• _Excerpt_
French officials decry rioters who target synagogue, Jewish shops
French politicians across the political divide on Monday denounced pro-Palestinian rioters who attacked a synagogue and Jewish-owned shops in a Paris suburb.
Hours after the Sunday night clashes between riot police and demonstrators angered at Israel’s invasion of Gaza, ministers and opposition members of the French Parliament united to castigate what Prime Minister Manuel Valls said were “intolerable” acts that were clearly anti-Semitic.
“To attack a synagogue and a kosher grocery store is quite simply anti-Semitism and racism,” Valls said during an official visit to the southeast of France on Monday.
Interior Minister Bernard Cazeneuve went to the scene of the violence in Sarcelles, in the northern Paris suburbs, and echoed his senior colleague’s criticism of what he called “serious, unacceptable acts” of anti-Semitic violence.
“When you threaten synagogues and when you burn a grocery because it is Jewish-owned then you are committing anti-Semitic acts,” he told reporters. “Protest against Israel is legitimate. Nothing can justify such violence.”
Violence had first erupted during a banned pro-Palestinian demonstration in the French capital on Saturday afternoon. Police arrested 30 people and 18 law enforcement officers were slightly injured when youths began pelting them with stones and bottles. Police responded with tear gas.

• _Instructions_
1. Retype the part of the article on the Paris suburb riots from "Hours after the" to "were clearly anti-Semitic." word for word.
2. Extend the article on the Paris suburb riots past its last sentence.

(Referring expression pointing data)
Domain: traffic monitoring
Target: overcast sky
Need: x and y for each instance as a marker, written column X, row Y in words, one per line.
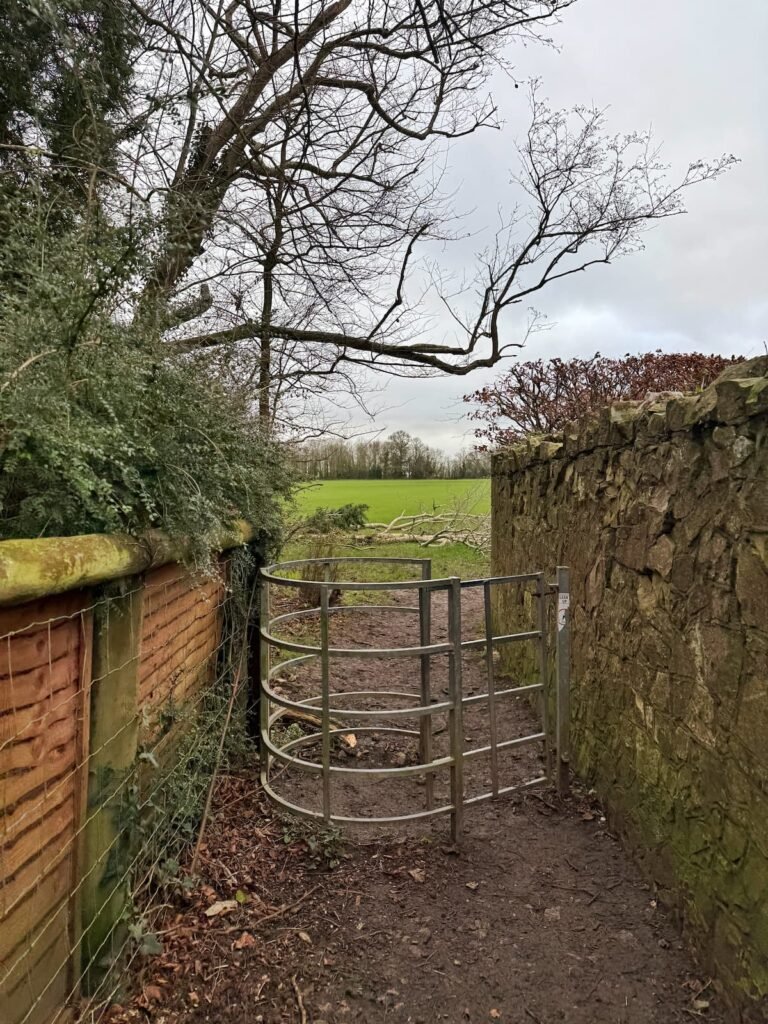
column 694, row 72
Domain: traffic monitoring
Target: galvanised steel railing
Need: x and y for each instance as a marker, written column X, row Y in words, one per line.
column 287, row 752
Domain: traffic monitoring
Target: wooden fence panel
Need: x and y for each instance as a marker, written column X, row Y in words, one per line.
column 181, row 629
column 44, row 677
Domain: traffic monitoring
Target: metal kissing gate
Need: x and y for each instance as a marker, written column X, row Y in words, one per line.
column 332, row 719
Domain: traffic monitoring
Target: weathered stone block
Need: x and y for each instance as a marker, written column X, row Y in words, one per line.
column 662, row 512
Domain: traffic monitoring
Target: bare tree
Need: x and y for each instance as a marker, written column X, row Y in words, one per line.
column 289, row 152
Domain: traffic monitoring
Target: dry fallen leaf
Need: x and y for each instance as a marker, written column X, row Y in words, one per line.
column 152, row 993
column 221, row 906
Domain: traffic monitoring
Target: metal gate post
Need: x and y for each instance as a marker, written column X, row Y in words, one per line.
column 456, row 714
column 492, row 687
column 425, row 632
column 563, row 679
column 543, row 591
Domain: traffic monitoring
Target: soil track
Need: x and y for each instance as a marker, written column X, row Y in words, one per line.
column 540, row 919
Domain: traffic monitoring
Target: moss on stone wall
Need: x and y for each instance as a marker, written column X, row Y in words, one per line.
column 660, row 509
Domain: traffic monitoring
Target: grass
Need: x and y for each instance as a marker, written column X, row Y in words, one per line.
column 387, row 499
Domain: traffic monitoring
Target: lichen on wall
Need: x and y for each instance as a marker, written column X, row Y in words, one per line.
column 660, row 510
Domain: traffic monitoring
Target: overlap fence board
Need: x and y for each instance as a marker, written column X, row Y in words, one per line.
column 114, row 699
column 44, row 652
column 180, row 631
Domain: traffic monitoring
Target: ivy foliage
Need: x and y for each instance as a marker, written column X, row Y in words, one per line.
column 100, row 429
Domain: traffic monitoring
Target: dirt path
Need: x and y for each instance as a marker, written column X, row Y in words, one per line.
column 540, row 919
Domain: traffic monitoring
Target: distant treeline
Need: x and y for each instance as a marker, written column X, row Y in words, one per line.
column 398, row 457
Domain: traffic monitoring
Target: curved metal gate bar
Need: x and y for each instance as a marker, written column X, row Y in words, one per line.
column 409, row 705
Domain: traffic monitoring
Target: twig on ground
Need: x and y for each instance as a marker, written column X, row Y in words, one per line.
column 299, row 999
column 285, row 909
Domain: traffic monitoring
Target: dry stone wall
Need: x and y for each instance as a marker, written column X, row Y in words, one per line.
column 660, row 509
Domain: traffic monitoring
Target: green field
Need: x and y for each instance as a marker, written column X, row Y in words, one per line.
column 387, row 499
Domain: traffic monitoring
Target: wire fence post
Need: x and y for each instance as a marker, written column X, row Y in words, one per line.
column 113, row 755
column 456, row 725
column 563, row 679
column 425, row 633
column 264, row 659
column 326, row 712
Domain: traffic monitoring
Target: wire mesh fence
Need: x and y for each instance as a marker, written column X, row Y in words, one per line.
column 113, row 712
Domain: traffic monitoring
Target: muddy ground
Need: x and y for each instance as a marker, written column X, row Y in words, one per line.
column 539, row 918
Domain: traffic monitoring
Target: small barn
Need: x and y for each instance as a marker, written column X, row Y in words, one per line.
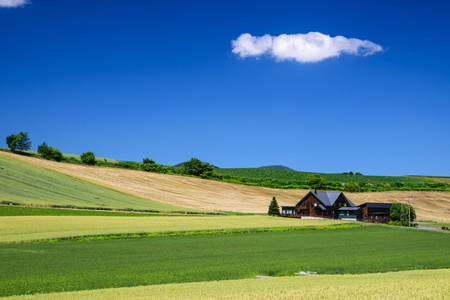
column 335, row 205
column 318, row 204
column 375, row 212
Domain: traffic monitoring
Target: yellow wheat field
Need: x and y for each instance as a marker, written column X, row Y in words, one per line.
column 220, row 196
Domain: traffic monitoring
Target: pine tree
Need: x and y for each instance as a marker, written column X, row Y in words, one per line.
column 274, row 209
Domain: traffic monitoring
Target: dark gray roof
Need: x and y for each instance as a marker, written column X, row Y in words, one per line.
column 376, row 205
column 349, row 208
column 322, row 207
column 328, row 198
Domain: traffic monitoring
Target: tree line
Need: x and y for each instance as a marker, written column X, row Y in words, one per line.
column 197, row 168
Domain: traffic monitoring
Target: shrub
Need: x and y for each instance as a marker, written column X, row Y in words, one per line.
column 197, row 168
column 50, row 153
column 352, row 187
column 88, row 158
column 18, row 141
column 274, row 209
column 315, row 180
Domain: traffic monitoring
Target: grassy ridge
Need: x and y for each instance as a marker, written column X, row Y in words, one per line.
column 44, row 267
column 301, row 176
column 27, row 184
column 27, row 228
column 423, row 284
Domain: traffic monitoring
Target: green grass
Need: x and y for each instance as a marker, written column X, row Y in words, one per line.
column 422, row 284
column 56, row 267
column 27, row 228
column 10, row 211
column 27, row 184
column 301, row 176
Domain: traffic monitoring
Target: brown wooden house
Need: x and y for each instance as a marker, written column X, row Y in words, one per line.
column 317, row 204
column 375, row 212
column 335, row 205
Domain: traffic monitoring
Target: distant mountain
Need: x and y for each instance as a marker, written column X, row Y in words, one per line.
column 277, row 167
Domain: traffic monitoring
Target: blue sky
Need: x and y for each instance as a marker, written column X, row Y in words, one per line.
column 159, row 79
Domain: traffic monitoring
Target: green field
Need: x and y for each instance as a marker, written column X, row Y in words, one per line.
column 27, row 184
column 26, row 228
column 423, row 284
column 301, row 176
column 10, row 211
column 69, row 266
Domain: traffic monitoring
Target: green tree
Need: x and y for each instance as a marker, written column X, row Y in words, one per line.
column 351, row 187
column 19, row 141
column 197, row 168
column 88, row 158
column 50, row 153
column 315, row 180
column 399, row 214
column 274, row 209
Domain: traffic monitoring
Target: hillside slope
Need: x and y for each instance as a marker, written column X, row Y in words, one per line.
column 219, row 196
column 23, row 183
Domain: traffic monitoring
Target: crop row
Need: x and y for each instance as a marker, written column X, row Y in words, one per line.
column 45, row 267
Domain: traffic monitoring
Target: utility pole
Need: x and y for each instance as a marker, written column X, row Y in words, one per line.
column 409, row 209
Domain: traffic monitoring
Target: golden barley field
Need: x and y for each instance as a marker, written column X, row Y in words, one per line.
column 211, row 195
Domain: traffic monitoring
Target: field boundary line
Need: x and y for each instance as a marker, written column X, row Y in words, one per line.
column 187, row 233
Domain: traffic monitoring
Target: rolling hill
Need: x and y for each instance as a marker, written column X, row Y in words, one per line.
column 24, row 183
column 195, row 193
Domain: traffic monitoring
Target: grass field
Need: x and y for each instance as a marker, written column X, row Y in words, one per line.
column 69, row 266
column 301, row 176
column 423, row 284
column 26, row 228
column 27, row 184
column 442, row 179
column 10, row 211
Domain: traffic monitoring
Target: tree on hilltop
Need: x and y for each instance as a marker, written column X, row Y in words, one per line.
column 315, row 180
column 18, row 141
column 197, row 168
column 88, row 158
column 274, row 209
column 50, row 153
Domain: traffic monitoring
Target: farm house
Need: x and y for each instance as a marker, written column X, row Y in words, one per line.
column 335, row 205
column 375, row 212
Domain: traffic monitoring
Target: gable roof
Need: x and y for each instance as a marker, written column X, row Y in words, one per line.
column 328, row 198
column 376, row 205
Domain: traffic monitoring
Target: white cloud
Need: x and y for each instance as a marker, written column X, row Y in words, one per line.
column 13, row 3
column 309, row 47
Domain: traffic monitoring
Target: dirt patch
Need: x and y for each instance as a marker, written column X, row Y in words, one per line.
column 220, row 196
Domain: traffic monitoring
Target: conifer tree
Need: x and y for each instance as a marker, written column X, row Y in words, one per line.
column 274, row 209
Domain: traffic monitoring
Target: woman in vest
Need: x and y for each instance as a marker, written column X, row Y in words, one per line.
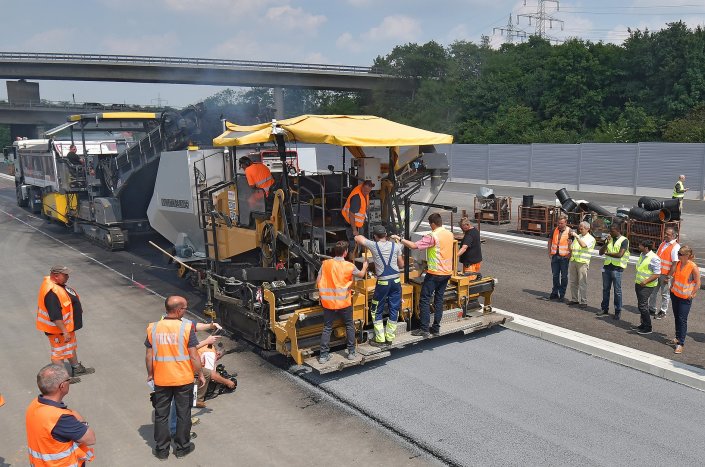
column 685, row 284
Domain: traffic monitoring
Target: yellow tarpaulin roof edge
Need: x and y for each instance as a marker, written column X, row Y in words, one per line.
column 340, row 130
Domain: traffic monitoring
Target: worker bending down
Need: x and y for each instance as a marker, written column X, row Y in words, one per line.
column 334, row 282
column 388, row 262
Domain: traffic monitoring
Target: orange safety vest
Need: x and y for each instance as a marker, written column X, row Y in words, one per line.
column 335, row 282
column 170, row 358
column 362, row 214
column 43, row 449
column 259, row 175
column 439, row 257
column 683, row 283
column 665, row 250
column 560, row 245
column 44, row 323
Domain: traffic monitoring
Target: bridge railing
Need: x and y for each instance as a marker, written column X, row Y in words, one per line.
column 191, row 61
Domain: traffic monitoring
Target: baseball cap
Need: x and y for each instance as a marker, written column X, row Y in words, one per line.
column 379, row 230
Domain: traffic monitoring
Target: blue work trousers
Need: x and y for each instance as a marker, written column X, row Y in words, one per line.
column 432, row 285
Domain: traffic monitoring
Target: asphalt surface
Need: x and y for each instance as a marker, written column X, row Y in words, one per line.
column 504, row 398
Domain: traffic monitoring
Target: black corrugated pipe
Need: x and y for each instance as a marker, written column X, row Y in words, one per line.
column 562, row 195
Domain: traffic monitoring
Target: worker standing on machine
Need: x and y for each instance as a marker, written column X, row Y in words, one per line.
column 388, row 262
column 334, row 282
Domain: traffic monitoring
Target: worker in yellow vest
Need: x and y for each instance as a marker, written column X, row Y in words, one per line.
column 616, row 253
column 56, row 435
column 559, row 253
column 685, row 276
column 172, row 361
column 334, row 282
column 439, row 258
column 648, row 271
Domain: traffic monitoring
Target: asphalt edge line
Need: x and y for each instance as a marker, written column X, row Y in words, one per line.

• _Answers provided_
1.
Hours after the Sunday night clashes between riot police and demonstrators angered at Israel’s invasion of Gaza, ministers and opposition members of the French Parliament united to castigate what Prime Minister Manuel Valls said were “intolerable” acts that were clearly anti-Semitic.

2.
An additional 18 youths were reportedly arrested as violence erupted for a second time on Sunday in the city suburb, which has a large Jewish community. Most of the several thousand demonstrators at Saturday’s protest were peaceful, but French media said police blamed both outbreaks of violence on a hard-line group of pro-Palestinian youths.
On Sunday several hundred pro-Palestinian protestors gathered in front of the local railway station. Late in the afternoon, clashes erupted in front of the local synagogue between police and protestors carrying iron bars and wooden batons. In the chaos that ensued, fire broke out at the synagogue but was rapidly brought under control.
Several shops were attacked and set on fire, including a Jewish-owned grocery store that was reportedly destroyed.
Claude Bartolone, president of the ruling Socialist Party in the lower house of Parliament, the National Assembly, did not mince his words. On his blog he said those who had attacked the synagogue and Jewish stores were “fanatical gangs” and “rampaging hordes.”
“Nobody insults a human being because he is a Jew without being subject to abject condemnation; nobody participates or supports an attack on a Jewish business without being part of a movement that threatens above all to lead civilization into barbarity,” he wrote.
Opposition politicians also attacked the violence, but accused the government of being to blame by banning the Paris march on Saturday and the demonstration in Sarcelles on Sunday. They said that by outlawing the protest, the government had attracted troublemakers.
However, Francois Fillon, the former center-right prime minister in ex-president Nicolas Sarkozy’s administration, said he supported the government’s firm line against the rioters.
“The unity of the Republic is not negotiable,” he wrote on his blog. “The government is right to ban these demonstrations. It cannot take the risk of seeing the Israel-Palestinian conflict spill over onto our territory.”
Francois Pupponi, the mayor of Sarcelles, told BFMTV that the violent attacks were carried out by a “horde of savages.”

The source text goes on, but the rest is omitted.